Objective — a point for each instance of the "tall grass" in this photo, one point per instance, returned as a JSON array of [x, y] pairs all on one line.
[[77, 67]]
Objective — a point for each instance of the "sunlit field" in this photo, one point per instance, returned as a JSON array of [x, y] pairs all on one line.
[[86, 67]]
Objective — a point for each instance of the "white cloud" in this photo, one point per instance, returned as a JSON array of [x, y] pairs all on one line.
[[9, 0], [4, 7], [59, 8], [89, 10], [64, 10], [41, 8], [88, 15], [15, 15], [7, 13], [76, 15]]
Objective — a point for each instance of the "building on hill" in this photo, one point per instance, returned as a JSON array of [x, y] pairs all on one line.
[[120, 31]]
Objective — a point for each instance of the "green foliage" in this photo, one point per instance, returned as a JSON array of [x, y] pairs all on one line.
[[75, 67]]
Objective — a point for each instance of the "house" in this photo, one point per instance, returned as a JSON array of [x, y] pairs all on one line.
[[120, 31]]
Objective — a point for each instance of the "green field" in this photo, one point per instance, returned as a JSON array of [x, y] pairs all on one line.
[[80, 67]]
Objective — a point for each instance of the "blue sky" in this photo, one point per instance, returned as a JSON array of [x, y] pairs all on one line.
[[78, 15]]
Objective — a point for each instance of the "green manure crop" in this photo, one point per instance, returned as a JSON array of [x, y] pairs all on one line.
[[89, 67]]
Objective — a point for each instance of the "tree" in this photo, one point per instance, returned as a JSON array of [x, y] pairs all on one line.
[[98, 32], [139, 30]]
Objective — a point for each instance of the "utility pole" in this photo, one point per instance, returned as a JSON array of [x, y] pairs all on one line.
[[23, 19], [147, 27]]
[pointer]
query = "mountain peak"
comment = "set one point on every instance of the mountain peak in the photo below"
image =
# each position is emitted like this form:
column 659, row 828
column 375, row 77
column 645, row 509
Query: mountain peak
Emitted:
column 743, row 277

-*-

## TASK TO CARRY OUT
Which lines of the entries contain the string "green"? Pull out each of those lines in full, and treat uppercase and lowercase as different.

## ANSWER TO THE PROBLEM
Objective — a point for each instance of the "green foliage" in this photo, one point per instance, returned as a JSON array of [x, y] pairs all on one line.
Objective — a point for each instance of the "green field" in this photo, one point per instance, returned as a JSON array of [x, y] pairs all on one line.
Objective — a point for each instance of the "green manure crop" in this photo, one point per instance, returned as a JSON array of [x, y] pairs all on one line.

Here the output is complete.